After locating the line that contains "Can you find the yellow and" in the data below, set down exactly that line and each one after it through the line that contains "Can you find the blue work", and nothing more.

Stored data
/---
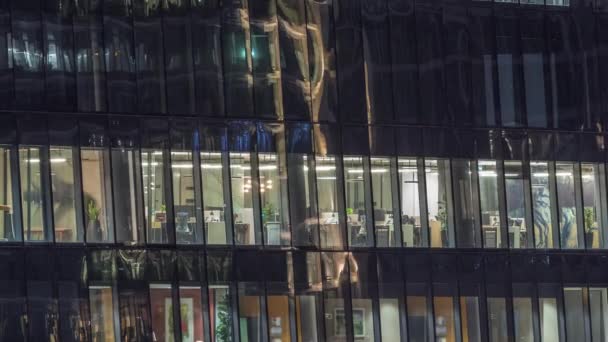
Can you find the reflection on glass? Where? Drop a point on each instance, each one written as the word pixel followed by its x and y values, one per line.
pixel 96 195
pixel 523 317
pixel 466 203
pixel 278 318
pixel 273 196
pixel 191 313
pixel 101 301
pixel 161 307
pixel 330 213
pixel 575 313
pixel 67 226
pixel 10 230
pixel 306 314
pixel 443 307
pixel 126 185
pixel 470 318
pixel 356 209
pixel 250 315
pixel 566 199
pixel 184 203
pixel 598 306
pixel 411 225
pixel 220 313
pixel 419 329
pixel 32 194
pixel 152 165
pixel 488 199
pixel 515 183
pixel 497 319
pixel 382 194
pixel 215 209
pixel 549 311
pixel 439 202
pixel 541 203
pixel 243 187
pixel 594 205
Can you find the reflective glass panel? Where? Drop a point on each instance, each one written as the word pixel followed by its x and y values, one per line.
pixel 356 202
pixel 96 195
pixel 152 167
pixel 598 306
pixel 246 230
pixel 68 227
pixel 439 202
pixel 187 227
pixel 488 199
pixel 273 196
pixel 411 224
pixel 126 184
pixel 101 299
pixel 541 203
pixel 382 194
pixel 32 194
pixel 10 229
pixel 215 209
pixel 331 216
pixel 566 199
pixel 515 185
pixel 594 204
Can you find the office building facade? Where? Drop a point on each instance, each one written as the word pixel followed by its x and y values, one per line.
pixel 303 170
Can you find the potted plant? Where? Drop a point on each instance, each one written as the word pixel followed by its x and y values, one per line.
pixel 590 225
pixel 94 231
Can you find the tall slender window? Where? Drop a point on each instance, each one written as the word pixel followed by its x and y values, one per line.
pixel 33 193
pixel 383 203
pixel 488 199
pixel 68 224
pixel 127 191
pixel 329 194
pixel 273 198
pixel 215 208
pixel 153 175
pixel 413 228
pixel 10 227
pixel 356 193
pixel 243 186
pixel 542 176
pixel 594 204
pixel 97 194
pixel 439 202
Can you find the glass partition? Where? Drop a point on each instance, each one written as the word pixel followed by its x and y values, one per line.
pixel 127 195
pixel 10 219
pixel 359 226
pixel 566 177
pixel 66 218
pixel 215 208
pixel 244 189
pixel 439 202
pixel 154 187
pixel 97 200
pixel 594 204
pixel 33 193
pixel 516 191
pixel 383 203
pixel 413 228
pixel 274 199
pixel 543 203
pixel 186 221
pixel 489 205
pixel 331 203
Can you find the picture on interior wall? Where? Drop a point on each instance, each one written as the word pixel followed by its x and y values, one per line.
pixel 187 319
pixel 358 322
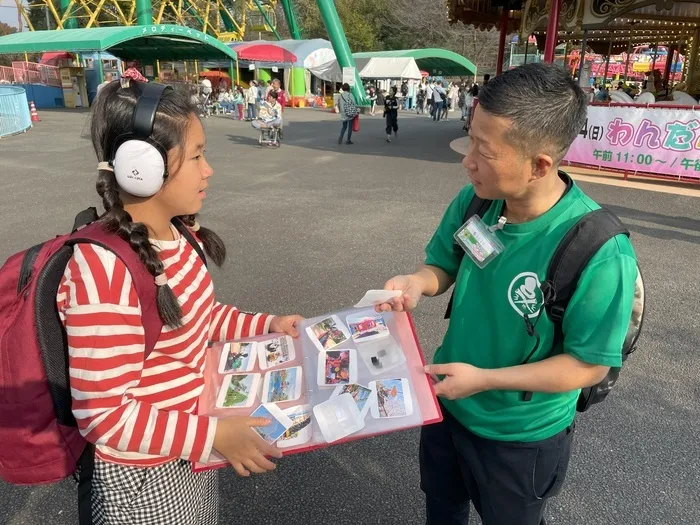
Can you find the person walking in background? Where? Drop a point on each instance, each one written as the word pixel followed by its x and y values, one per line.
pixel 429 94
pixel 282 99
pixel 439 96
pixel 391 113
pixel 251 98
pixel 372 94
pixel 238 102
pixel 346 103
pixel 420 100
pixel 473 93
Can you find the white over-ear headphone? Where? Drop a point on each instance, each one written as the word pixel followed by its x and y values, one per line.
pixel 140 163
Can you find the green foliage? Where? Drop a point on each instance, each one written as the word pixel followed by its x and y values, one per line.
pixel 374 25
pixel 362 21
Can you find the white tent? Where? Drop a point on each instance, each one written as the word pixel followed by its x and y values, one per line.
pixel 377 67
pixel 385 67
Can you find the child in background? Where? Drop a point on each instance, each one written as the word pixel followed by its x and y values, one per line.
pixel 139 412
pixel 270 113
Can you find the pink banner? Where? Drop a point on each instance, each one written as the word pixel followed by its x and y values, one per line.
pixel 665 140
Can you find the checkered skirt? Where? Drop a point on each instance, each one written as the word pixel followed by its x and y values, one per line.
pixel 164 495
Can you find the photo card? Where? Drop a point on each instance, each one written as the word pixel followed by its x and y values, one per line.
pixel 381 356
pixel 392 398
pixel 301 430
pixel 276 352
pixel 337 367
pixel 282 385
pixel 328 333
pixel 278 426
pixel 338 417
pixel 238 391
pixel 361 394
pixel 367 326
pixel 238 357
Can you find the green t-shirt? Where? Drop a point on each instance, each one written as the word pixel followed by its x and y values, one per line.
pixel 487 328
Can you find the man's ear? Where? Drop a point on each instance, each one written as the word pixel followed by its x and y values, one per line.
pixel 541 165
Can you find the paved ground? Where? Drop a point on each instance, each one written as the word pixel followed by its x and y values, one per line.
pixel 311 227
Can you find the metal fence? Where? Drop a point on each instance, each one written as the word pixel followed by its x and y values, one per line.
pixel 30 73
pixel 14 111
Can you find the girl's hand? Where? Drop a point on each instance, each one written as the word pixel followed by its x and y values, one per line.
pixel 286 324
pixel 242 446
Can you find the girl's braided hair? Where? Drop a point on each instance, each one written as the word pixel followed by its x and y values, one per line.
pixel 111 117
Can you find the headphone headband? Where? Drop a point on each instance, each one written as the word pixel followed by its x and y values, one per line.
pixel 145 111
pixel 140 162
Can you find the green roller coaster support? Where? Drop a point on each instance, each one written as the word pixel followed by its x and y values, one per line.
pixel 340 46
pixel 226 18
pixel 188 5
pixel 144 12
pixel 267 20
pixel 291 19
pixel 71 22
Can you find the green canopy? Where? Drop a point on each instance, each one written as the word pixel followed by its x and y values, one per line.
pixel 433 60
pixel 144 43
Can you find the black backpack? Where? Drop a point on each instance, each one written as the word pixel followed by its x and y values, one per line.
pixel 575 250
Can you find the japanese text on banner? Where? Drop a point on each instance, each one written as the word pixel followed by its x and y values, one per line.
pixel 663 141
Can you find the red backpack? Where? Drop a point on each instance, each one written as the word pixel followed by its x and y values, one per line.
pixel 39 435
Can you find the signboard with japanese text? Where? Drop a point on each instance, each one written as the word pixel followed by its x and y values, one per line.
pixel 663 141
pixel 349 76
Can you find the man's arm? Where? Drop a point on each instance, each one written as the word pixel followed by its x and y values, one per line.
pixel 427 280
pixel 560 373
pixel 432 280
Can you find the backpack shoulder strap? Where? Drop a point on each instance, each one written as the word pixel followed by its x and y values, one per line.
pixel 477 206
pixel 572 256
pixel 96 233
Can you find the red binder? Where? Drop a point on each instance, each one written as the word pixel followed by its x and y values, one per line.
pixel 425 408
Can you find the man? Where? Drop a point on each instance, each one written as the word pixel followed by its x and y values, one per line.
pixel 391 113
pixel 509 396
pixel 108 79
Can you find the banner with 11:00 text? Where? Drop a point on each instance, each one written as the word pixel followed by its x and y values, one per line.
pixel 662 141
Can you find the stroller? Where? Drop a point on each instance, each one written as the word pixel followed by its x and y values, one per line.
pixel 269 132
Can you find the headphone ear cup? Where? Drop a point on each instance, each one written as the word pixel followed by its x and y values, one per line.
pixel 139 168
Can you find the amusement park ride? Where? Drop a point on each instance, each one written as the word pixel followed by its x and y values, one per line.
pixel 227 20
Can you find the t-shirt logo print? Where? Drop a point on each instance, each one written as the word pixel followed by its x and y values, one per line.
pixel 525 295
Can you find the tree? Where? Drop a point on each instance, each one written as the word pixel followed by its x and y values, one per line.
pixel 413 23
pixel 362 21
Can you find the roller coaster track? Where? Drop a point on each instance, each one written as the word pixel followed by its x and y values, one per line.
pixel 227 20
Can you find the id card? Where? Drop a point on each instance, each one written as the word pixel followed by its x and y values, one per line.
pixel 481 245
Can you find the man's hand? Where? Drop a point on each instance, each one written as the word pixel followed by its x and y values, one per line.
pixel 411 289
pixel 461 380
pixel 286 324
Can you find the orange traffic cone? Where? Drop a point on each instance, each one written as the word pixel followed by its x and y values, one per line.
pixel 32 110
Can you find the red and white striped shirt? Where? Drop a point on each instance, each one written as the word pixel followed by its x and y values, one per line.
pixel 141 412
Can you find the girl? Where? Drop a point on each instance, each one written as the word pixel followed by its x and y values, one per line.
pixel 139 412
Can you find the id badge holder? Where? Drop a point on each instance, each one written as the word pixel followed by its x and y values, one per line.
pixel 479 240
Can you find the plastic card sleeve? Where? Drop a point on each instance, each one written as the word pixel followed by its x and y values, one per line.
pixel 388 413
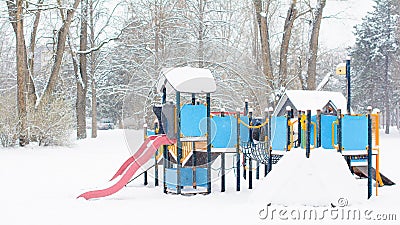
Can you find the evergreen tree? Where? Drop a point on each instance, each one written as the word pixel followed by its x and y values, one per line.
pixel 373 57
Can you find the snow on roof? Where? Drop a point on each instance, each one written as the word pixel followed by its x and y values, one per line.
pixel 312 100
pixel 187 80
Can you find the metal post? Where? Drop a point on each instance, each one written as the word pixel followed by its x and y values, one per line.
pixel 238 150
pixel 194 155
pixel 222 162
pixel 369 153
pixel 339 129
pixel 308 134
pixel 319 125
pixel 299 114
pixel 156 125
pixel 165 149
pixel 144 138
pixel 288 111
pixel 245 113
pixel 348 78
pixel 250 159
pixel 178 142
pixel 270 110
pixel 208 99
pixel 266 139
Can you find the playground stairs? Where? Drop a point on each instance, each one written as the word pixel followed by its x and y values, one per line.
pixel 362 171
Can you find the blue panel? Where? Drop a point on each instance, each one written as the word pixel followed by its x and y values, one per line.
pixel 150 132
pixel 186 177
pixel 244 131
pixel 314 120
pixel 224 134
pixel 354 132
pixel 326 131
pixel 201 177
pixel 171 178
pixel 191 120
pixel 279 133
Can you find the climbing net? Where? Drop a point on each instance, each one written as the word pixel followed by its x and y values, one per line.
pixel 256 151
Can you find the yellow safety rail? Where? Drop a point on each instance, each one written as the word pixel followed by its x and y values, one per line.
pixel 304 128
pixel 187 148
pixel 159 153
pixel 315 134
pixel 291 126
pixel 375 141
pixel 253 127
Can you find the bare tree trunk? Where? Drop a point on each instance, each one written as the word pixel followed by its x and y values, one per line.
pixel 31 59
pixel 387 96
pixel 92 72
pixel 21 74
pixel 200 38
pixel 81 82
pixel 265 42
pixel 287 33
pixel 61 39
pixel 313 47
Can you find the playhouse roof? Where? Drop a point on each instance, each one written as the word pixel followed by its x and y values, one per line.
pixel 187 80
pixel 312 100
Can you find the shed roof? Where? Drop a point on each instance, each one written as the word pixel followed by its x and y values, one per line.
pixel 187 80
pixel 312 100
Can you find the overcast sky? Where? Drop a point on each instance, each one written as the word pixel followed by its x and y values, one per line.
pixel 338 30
\---
/---
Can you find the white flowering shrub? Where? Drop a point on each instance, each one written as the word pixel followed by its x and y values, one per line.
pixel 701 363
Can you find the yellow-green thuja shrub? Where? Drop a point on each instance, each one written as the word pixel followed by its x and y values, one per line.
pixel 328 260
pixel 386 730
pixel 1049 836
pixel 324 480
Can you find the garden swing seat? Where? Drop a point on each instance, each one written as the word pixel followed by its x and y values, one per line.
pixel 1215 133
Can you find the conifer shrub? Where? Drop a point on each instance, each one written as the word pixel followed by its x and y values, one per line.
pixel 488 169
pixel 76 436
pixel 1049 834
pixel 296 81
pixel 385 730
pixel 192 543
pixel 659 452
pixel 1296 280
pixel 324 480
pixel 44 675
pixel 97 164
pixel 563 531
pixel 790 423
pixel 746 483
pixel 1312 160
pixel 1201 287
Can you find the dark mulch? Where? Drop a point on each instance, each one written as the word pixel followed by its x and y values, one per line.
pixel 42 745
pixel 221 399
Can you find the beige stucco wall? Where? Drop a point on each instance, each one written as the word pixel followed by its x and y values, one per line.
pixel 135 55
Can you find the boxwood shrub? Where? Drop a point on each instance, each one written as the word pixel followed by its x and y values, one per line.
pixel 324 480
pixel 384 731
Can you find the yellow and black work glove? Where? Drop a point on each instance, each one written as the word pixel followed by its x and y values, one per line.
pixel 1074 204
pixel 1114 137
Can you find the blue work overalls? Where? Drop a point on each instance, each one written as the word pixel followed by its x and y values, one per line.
\---
• _Exercise output_:
Can you find the yellow and black work glove? Where? Drop a point on each instance, each one written as the word pixel followed by its x and y values, one per line.
pixel 1074 204
pixel 1114 137
Can you find the blue work overalls? Where? Drop a point on each instance, each one written as the word pixel followed by its x and y values, one per line.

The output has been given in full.